** Records for the task follows **

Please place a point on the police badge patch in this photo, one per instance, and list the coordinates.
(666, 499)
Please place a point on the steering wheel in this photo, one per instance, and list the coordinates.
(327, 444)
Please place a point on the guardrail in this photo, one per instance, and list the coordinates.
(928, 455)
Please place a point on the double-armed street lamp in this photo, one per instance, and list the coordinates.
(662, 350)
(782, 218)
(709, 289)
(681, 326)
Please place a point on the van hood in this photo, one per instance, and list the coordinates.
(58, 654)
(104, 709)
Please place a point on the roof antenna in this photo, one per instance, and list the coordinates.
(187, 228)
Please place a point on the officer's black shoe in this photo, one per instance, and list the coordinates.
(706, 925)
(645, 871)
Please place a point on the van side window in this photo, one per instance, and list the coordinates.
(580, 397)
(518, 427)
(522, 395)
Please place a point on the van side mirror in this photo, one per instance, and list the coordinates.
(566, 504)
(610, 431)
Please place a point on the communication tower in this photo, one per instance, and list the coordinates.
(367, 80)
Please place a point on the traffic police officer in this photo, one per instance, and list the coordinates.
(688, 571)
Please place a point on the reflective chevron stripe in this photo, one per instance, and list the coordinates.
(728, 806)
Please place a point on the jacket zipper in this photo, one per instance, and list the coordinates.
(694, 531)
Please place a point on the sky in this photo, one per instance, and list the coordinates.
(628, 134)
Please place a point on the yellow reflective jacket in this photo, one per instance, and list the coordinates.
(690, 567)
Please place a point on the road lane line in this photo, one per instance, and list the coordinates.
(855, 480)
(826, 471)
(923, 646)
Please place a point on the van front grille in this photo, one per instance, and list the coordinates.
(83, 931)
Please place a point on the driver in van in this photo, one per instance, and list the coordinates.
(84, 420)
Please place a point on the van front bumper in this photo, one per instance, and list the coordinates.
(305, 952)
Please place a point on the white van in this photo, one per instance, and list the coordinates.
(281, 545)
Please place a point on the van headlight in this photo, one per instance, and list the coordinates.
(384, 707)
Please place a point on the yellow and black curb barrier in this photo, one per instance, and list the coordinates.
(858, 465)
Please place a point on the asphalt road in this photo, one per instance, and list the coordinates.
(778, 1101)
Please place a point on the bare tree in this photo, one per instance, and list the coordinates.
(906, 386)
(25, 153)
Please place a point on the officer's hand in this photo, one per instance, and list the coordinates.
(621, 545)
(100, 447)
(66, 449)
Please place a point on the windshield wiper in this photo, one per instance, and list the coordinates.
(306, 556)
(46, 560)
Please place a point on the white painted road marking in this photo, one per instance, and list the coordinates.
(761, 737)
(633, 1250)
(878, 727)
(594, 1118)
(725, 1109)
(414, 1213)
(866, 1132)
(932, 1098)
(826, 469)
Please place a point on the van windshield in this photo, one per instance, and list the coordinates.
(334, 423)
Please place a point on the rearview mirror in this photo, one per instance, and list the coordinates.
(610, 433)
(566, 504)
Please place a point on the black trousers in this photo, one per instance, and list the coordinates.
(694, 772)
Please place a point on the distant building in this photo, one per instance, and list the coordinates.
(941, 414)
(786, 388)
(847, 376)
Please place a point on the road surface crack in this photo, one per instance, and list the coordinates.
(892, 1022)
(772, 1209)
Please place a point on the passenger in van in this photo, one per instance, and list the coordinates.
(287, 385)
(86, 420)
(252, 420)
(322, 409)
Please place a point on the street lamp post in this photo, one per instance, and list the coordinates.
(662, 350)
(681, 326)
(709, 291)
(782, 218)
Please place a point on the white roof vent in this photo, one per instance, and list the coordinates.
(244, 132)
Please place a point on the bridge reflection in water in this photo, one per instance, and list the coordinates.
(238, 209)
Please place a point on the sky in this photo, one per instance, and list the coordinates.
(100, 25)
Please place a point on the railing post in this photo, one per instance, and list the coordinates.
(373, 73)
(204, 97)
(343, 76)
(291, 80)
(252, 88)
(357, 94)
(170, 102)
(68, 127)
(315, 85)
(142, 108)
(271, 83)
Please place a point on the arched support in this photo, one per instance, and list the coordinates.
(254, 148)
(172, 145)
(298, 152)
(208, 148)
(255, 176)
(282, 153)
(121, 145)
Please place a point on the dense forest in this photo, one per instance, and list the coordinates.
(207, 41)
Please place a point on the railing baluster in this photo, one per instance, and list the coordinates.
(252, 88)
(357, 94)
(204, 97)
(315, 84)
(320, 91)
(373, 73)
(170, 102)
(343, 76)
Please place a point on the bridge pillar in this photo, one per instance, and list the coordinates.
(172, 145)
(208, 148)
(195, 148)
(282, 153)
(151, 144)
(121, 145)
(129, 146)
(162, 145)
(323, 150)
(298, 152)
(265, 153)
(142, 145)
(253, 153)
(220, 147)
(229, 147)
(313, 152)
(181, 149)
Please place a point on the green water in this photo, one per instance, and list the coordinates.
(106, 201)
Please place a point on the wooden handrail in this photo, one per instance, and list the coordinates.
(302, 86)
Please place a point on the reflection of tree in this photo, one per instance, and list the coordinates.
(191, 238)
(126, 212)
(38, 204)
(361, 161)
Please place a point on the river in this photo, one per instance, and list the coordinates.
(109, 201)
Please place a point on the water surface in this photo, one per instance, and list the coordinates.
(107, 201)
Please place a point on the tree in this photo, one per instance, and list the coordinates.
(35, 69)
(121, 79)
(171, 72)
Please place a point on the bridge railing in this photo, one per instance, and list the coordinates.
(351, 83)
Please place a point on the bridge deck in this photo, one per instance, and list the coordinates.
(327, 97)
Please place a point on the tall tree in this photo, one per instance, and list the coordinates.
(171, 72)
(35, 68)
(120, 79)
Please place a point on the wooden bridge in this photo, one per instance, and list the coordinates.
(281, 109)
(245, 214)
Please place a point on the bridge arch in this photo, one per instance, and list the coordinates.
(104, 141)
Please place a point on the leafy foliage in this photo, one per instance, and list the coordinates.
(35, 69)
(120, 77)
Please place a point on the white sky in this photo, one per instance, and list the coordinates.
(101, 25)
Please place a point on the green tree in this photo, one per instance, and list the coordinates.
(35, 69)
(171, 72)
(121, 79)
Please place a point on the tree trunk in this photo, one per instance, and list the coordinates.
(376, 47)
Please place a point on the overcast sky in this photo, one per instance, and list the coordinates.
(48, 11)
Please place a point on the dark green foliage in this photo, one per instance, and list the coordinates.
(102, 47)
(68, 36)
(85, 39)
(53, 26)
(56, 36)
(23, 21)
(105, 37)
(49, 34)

** End of Records for the task **

The full listing must come back exactly as given.

◆ Answer section ◆
Please place a point on the police badge patch in this photo, one per instance, and list the coordinates.
(666, 499)
Please place a point on the steering wheel in this photo, one per instance, and list the coordinates.
(327, 444)
Please place a point on the guardrail in this photo, one per instance, and list the coordinates.
(928, 455)
Please place a point on the double-armed street lamp in this photo, one per instance, and list the coordinates.
(662, 350)
(782, 218)
(709, 289)
(681, 326)
Please place a point on the van hood in this photo, one per instance, and list the coordinates.
(58, 654)
(104, 709)
Please place a point on the roof antenna in this photo, one per instance, and list the coordinates.
(187, 228)
Please place a point on the officer's black shoe in this photo, one per instance, and list the coordinates.
(706, 925)
(645, 871)
Please place a point on the van side window in this photo, one per instance, and list the coordinates.
(580, 397)
(518, 427)
(522, 395)
Please place a point on the van side mirror in this photo, one per instance, and list the coordinates.
(566, 504)
(610, 431)
Please place a point on the communication tower in this photo, one per instance, and list the coordinates.
(367, 80)
Please place a point on the traffic police officer in this photo, one per instance, and list the coordinates.
(688, 571)
Please place a point on the reflective chevron stripe in this photo, one per instance, and list the coordinates.
(728, 806)
Please place a point on the jacket zipper in this photo, one per instance, and list the coordinates.
(694, 531)
Please place a point on the sky in this photo, one per instance, and list the coordinates.
(628, 134)
Please place a point on the yellow reflective jacket in this photo, one per instance, and list the coordinates.
(690, 567)
Please place a point on the road lane line in this photo, one per instance, and list the coordinates.
(855, 480)
(826, 471)
(923, 646)
Please place a point on the van front grille in this photo, one per instance, and list the coordinates.
(83, 931)
Please place a point on the driver in van in this photo, one per instance, and list the coordinates.
(84, 420)
Please place a point on the van front bumper in this photo, one per instance, and list the coordinates.
(305, 952)
Please place a point on the white van in this photo, one per instance, and list the coordinates.
(281, 545)
Please place a point on the van headlight in this photo, one per instance, and list the coordinates.
(384, 707)
Please place a point on the yellow and black curb barrier in this photo, one per instance, and list the coordinates.
(858, 465)
Please place a point on the asphalt road in this photo, one per instance, and list the coordinates.
(778, 1101)
Please place a point on the bare tree in this photo, one per instance, and list the coordinates.
(906, 386)
(25, 153)
Please place a point on the officer's hand in this photo, one per instance, and list the coordinates.
(621, 545)
(100, 447)
(66, 449)
Please place a point on the windshield wiper in this photo, one per instance, and list the coordinates.
(306, 556)
(46, 560)
Please place a point on the white painted road marking in this photo, one per instance, and list the coordinates.
(761, 737)
(633, 1250)
(878, 727)
(594, 1118)
(725, 1109)
(414, 1213)
(866, 1132)
(932, 1098)
(826, 469)
Please place a point on the van windshield in this photo, one per instance, and list the coordinates.
(334, 423)
Please place a point on the rearview mirror in this photo, one per instance, and list the coordinates.
(610, 433)
(566, 504)
Please place a point on the black trousers in this photo, one per instance, and list the coordinates.
(694, 772)
Please place a point on the distant building in this photo, one per instance, and list the coordinates.
(941, 414)
(786, 388)
(847, 376)
Please place a point on the road surface crack in this photo, one per instance, and list the coordinates.
(892, 1022)
(772, 1209)
Please place a point on the passenger in van in this photo, one per instance, and list the coordinates.
(287, 385)
(86, 420)
(252, 420)
(322, 409)
Please place a point on the street lamp post in this photo, one per instance, and list the coordinates.
(662, 350)
(681, 326)
(709, 291)
(782, 218)
Please place a point on the white roof vent in this photo, one per instance, and list the coordinates.
(244, 132)
Please place a point on the bridge reflection in water in this photo, one per instance, and list the coordinates.
(238, 209)
Please place a point on the sky in this photo, one per instance, and list the coordinates.
(100, 25)
Please place a point on the railing post in this photo, one per instance, and list the coordinates.
(373, 73)
(204, 97)
(343, 76)
(291, 80)
(252, 88)
(357, 94)
(170, 102)
(68, 127)
(315, 85)
(142, 108)
(271, 83)
Please place a point on the arched support in this photo, one per instance, and list the coordinates.
(254, 148)
(172, 145)
(298, 152)
(208, 148)
(255, 176)
(282, 153)
(121, 145)
Please place a point on the dense forest in this photo, one per instance, and list the coordinates.
(207, 41)
Please place a point on the railing baluster in this photo, one per instance, and list the coordinates.
(252, 88)
(357, 94)
(204, 97)
(315, 84)
(320, 91)
(373, 73)
(170, 102)
(343, 76)
Please place a point on the bridge pillar in this photo, one per instance, and list the coordinates.
(172, 145)
(208, 148)
(195, 148)
(282, 153)
(151, 144)
(121, 145)
(129, 146)
(162, 145)
(323, 150)
(298, 152)
(265, 153)
(142, 145)
(253, 153)
(220, 147)
(229, 147)
(313, 152)
(181, 149)
Please place a point on the green water in this photo, one per instance, and list the coordinates.
(106, 201)
Please place a point on the wooden handrail in this photo, one per instance, and list the coordinates.
(302, 86)
Please place a point on the reflection of tree in this photo, one per instance, and list the coordinates.
(191, 238)
(126, 212)
(38, 204)
(361, 161)
Please place a point on the river in this photo, one per instance, and list the coordinates.
(109, 201)
Please place a point on the water surface in this photo, one per instance, and list the coordinates.
(107, 201)
Please place a point on the tree in this photo, one per instance, and list the coordinates.
(35, 69)
(121, 79)
(171, 72)
Please place a point on the bridge railing in this photo, one per instance, and list the coordinates.
(351, 83)
Please place a point on the bridge deck in this photo, one per instance, and list the coordinates.
(327, 97)
Please place a point on the tall tree in this photo, one per instance, and list the coordinates.
(171, 72)
(35, 68)
(120, 79)
Please place a point on the wooden bridge in this photo, one per instance, and list the coordinates.
(281, 109)
(245, 214)
Please place a point on the bridge arch in this photo, one per instance, and list the coordinates.
(104, 141)
Please place a point on the leafy foliage in this photo, one per instance, and list the coordinates.
(35, 69)
(120, 77)
Please place a point on the white sky in this photo, one per instance, and list the coordinates.
(101, 25)
Please place a point on the green tree in this photo, one per instance, and list the coordinates.
(35, 69)
(171, 72)
(121, 79)
Please place a point on the tree trunk in this photo, one per instance, and list the coordinates.
(376, 47)
Please place a point on the overcast sky in this photo, one per instance, and list the coordinates.
(48, 11)
Please place a point on the dark green foliage in this photo, one per instance, and list the coordinates.
(102, 47)
(68, 36)
(85, 39)
(53, 26)
(56, 36)
(23, 21)
(105, 37)
(49, 34)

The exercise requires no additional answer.